FRAGMENTO PROPORCIONADO:
────
Me llamó la atención la cantidad de experiencias apoyadas en el sonido: discursos del Che Guevara, Luis Carlos Galán, Salvador Allende y Nelson Mandela, como ejemplos de la emotividad en la voz y las sensaciones que ésta puede producir en quien escucha; combinaciones de voces y de rostros: ¿Cuál voz le queda mejor a cuál cara? Y cuántas veces nos engañamos por una voz y cuántas otras escuchamos y pensamos que no parece que hablara quien está hablando. Un paisaje sonoro de una peluquería con los planos muy bien cuidados, de manera que es posible ubicar la escena y sentir cómo se acerca la tijera para hacer el corte de cabello. La escena de una película ambientada con diferentes músicas que genera en el espectador sensaciones diferentes: la misma escena, según el fondo musical, podía resultar romántica, terrorífica o de acción.
────
CONSIGNA DE TRABAJO:
Según el fragmento sobre las experiencias con el sonido, ¿cómo podía resultar una misma escena de película dependiendo de su fondo musical? Los registros no hacen falta para resolver esta actividad.
────
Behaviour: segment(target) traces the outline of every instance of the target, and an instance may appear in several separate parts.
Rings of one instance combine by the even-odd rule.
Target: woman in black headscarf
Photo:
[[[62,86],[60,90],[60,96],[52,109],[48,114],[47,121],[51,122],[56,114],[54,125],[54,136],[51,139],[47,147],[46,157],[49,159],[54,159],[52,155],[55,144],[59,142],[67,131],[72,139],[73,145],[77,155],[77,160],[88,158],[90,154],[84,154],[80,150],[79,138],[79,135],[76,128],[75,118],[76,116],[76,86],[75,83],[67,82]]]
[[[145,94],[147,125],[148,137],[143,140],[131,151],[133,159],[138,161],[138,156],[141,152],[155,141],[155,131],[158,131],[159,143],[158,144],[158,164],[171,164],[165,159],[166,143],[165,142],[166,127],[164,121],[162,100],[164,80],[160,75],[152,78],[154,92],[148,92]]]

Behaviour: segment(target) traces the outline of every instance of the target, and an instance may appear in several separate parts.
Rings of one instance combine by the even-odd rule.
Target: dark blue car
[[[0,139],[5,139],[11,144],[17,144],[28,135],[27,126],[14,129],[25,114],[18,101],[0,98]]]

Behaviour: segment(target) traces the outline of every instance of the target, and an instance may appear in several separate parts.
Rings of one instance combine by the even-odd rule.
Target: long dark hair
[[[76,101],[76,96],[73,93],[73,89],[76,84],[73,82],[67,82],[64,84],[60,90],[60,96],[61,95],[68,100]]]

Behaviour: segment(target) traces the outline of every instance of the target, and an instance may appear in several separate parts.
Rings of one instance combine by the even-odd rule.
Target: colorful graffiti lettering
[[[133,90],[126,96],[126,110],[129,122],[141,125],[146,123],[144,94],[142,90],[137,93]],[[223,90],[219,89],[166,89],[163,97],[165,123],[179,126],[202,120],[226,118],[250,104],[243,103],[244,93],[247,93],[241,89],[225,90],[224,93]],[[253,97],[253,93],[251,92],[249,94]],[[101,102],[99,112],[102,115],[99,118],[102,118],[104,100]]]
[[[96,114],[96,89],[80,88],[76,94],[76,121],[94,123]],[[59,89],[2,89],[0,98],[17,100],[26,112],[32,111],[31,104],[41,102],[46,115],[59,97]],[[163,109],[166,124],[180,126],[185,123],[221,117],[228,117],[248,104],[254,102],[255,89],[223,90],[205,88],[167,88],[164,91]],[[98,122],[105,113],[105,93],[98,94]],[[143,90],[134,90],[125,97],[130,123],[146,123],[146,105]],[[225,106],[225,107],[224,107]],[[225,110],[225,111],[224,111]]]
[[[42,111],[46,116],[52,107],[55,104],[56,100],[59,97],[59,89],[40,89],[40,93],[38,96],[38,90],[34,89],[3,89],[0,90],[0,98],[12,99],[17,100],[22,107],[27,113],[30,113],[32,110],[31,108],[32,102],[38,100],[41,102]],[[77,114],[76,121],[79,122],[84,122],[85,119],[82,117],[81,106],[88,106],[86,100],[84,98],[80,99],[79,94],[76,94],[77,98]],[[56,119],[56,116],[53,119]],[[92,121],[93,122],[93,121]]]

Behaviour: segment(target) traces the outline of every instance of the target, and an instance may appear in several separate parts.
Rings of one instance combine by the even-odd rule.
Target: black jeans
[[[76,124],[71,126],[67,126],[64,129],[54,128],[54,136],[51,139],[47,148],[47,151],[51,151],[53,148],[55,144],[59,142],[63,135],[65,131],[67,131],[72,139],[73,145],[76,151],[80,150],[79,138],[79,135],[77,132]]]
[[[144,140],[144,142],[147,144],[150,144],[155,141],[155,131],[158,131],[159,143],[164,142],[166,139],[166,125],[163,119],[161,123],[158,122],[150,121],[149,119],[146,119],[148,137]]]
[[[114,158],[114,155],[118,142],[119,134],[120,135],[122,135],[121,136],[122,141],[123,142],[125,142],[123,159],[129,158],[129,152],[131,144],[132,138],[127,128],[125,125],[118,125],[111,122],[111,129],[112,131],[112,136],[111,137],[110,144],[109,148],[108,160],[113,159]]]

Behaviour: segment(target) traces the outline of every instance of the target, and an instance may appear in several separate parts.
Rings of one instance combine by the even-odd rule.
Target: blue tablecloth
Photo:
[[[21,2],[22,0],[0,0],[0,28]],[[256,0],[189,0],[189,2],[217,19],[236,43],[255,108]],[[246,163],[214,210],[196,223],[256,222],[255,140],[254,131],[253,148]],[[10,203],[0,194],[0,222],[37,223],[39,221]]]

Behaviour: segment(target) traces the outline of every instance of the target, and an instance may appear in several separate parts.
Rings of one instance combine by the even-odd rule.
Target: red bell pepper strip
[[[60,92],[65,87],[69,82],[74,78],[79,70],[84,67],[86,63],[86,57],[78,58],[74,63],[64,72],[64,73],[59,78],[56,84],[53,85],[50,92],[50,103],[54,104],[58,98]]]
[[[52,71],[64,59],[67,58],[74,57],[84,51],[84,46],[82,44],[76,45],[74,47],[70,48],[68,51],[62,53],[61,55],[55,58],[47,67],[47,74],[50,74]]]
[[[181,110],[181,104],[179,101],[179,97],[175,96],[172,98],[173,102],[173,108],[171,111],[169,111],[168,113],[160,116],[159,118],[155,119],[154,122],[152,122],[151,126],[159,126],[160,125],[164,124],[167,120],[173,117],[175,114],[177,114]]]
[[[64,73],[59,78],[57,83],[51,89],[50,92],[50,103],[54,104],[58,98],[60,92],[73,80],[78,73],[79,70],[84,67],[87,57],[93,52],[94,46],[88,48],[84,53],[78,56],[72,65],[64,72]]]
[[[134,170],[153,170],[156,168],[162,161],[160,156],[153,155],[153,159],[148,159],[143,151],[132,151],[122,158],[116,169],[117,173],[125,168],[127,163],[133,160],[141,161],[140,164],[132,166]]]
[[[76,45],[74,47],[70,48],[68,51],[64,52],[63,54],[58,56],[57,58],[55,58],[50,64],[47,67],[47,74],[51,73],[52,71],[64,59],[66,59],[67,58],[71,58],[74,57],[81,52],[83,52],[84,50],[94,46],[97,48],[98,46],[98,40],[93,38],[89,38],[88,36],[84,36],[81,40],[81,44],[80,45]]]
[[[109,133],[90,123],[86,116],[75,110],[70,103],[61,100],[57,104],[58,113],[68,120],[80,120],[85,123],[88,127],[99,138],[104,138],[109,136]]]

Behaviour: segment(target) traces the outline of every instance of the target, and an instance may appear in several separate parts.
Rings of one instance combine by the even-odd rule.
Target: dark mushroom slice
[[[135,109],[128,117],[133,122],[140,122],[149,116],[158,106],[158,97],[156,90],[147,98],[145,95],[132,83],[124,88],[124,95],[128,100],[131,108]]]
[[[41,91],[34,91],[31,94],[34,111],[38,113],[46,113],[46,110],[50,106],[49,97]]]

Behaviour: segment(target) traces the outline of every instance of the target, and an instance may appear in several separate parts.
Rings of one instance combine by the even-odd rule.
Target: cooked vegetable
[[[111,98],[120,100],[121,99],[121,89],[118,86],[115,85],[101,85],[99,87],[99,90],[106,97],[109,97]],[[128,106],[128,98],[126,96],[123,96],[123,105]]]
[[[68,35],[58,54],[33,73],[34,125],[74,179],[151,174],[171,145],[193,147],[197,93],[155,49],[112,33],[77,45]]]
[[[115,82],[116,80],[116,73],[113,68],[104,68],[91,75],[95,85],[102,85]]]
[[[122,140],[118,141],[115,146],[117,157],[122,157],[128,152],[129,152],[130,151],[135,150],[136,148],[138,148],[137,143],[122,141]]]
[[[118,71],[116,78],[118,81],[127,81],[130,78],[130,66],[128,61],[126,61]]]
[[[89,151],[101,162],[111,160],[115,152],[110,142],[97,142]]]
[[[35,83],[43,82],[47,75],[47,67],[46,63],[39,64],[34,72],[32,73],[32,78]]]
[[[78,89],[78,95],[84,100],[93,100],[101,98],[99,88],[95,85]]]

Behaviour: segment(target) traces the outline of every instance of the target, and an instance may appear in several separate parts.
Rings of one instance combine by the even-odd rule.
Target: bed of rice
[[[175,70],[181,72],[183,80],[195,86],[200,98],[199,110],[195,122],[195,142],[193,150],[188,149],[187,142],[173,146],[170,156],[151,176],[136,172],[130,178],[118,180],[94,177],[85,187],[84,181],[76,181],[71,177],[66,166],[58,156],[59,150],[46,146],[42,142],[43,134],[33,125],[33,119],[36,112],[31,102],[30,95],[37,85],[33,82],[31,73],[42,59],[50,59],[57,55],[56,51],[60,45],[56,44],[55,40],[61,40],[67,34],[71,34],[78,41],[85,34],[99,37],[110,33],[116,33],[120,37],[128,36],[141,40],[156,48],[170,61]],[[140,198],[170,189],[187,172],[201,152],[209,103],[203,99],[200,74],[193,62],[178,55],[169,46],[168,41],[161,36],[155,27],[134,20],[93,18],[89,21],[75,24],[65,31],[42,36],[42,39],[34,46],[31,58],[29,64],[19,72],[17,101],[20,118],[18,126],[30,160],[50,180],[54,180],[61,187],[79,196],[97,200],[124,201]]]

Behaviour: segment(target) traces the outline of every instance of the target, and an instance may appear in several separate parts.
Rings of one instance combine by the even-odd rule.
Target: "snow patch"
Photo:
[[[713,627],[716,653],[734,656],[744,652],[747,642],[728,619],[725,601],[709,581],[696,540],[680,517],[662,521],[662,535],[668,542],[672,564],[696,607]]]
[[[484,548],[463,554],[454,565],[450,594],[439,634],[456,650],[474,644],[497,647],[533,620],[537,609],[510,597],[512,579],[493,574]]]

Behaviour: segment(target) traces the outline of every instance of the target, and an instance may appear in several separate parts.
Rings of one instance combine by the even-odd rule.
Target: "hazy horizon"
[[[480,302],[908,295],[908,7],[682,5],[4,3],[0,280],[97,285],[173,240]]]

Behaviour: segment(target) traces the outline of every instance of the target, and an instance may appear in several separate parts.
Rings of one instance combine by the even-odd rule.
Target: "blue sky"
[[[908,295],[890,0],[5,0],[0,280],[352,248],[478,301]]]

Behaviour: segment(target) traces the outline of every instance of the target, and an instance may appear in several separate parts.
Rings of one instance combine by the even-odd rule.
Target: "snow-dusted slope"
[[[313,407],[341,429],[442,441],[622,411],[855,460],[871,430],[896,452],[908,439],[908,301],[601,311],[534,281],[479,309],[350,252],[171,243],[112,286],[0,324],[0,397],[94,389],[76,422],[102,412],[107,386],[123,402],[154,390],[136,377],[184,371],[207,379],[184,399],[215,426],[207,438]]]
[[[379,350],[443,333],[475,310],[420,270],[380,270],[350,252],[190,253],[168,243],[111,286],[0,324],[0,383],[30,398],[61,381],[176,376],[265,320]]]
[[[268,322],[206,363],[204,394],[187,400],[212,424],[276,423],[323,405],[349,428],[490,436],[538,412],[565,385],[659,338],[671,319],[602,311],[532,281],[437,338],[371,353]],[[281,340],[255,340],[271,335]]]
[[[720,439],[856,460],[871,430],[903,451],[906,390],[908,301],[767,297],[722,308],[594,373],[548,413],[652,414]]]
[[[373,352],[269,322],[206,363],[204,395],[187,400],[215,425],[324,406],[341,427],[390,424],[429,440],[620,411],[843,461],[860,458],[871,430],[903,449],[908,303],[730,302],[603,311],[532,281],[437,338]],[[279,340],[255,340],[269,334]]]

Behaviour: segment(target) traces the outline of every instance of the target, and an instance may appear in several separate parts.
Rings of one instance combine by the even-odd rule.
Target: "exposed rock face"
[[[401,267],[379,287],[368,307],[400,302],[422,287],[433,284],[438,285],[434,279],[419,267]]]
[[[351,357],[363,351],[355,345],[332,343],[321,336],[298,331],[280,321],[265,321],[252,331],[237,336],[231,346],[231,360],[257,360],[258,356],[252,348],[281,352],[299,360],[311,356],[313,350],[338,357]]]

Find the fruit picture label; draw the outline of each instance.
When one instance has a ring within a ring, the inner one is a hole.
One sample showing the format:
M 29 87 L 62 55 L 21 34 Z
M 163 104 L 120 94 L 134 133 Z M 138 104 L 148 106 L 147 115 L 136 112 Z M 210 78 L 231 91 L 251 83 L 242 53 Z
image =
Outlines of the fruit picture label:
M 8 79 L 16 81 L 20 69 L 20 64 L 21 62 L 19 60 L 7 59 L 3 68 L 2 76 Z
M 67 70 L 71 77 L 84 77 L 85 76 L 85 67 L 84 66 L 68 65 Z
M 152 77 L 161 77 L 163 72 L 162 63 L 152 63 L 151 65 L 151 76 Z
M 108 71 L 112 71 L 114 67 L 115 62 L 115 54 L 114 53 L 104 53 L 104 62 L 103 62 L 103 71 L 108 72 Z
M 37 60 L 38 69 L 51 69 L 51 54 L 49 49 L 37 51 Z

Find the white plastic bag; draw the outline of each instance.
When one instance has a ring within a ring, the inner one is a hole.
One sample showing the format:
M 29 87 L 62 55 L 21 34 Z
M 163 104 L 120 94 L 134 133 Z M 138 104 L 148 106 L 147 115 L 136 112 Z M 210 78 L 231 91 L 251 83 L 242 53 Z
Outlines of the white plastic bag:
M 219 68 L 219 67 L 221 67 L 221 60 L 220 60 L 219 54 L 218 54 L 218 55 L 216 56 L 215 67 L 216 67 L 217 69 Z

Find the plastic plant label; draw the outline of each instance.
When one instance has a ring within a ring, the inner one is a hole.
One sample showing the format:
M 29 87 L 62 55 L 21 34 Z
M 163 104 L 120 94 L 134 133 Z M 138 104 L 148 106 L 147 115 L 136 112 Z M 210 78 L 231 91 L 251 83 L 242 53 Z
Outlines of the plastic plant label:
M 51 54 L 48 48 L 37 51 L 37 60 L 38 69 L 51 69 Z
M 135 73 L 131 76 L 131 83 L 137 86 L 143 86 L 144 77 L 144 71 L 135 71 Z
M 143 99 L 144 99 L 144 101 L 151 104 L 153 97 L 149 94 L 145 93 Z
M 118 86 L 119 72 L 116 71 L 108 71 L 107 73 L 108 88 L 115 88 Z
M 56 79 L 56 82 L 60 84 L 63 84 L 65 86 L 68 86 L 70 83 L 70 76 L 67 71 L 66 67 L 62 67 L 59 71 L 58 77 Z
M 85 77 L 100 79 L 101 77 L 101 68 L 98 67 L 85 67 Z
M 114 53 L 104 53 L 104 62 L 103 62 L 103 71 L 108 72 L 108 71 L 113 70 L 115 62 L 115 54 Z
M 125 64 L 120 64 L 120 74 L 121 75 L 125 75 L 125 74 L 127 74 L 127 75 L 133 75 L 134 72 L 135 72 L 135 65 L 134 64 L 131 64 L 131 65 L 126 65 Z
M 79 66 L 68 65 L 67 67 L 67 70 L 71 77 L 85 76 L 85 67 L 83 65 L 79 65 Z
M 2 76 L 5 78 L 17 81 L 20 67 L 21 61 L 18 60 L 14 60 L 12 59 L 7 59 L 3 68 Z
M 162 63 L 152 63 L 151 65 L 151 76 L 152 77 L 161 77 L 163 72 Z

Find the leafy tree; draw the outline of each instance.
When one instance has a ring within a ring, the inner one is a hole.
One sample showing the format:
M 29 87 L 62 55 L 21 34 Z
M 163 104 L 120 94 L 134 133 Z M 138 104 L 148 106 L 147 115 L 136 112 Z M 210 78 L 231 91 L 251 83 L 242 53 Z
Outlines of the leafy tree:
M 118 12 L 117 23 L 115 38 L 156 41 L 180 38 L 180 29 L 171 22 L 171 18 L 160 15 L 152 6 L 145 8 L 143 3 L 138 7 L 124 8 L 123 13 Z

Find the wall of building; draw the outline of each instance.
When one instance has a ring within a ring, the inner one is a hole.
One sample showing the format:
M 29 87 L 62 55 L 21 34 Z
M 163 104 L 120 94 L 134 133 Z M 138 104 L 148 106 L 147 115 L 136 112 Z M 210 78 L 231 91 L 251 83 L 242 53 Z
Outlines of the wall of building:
────
RESPUESTA AL EJERCICIO:
Podía resultar romántica, terrorífica o de acción.